## Set task 1
From the Saladin Bargicho page, list every national team that the text says beat Ethiopia at the 2014 African Nations Championship.
## Set task 2
Answer these from the Saladin Bargicho page:
(a) Where was he born?
(b) Which club did he play for from 2013 to 2022?
(c) Which coach invited him to the Ethiopia squad in January 2014?

## Extract provided
%%

Saladin Bargicho

Personal information
- Full name: Salahadin Bargicho
- Date of birth: 31 May 1994 (age 31)
- Place of birth: Addis Ababa, Ethiopia
- Height: 1.84 m (6 ft 1⁄2 in)
- Position: Defender

Senior career*
- Years: Team / Apps / (Gls)
- 2012–2013: Ethiopian Insurance
- 2013–2022: Saint George

International career^{‡}
- 2013–: Ethiopia / 25 / (2)

= Saladin Bargicho =

Ethiopian footballer (born 1994)

Saladin Bargicho (born 31 May 1994) is an Ethiopian professional footballer who plays as a defender.

==International career==
In January 2014, coach Sewnet Bishaw, invited him to be a part of the Ethiopia squad for the 2014 African Nations Championship. The team was eliminated in the group stages after losing to Congo, Libya and Ghana.

%%

## Record set
%%

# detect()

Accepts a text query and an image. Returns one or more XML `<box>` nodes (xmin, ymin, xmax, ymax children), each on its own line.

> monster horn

%%
%%

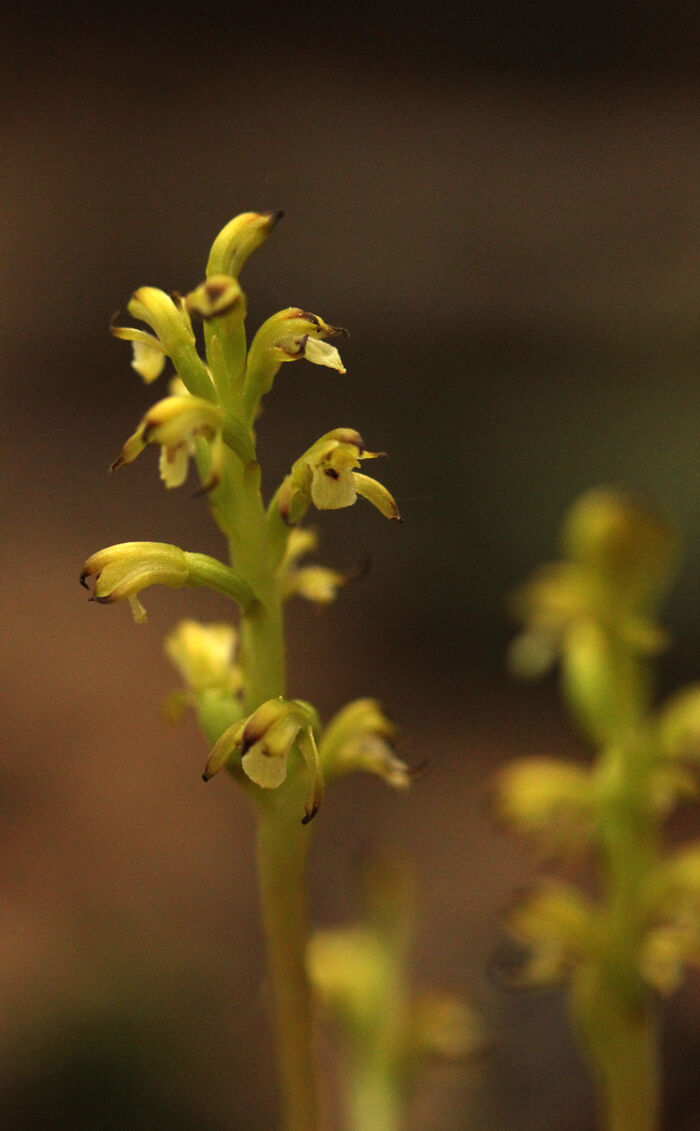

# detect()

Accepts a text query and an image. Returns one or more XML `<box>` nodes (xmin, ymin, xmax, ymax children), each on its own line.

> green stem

%%
%%

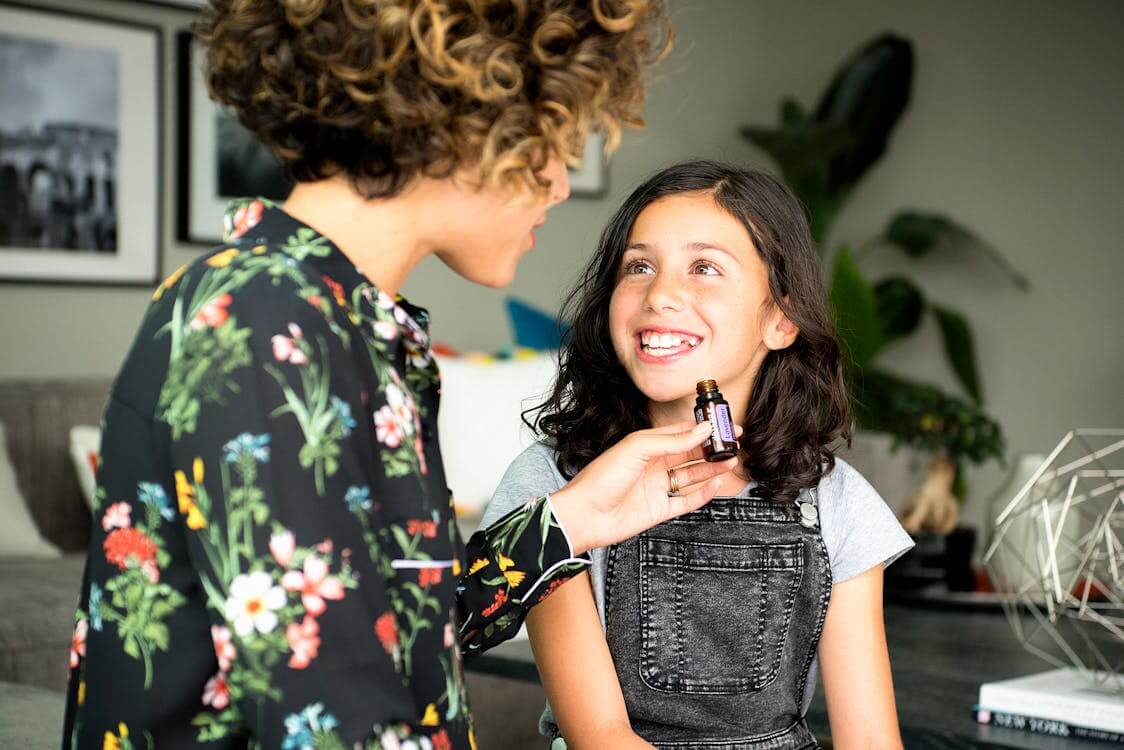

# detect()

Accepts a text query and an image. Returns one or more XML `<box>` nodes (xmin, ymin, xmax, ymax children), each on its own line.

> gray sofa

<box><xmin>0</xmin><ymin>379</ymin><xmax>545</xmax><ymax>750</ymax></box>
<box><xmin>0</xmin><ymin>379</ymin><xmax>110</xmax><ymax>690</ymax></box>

%%

## Final result 1
Congo, Libya, Ghana

## Final result 2
(a) Addis Ababa, Ethiopia
(b) Saint George
(c) Sewnet Bishaw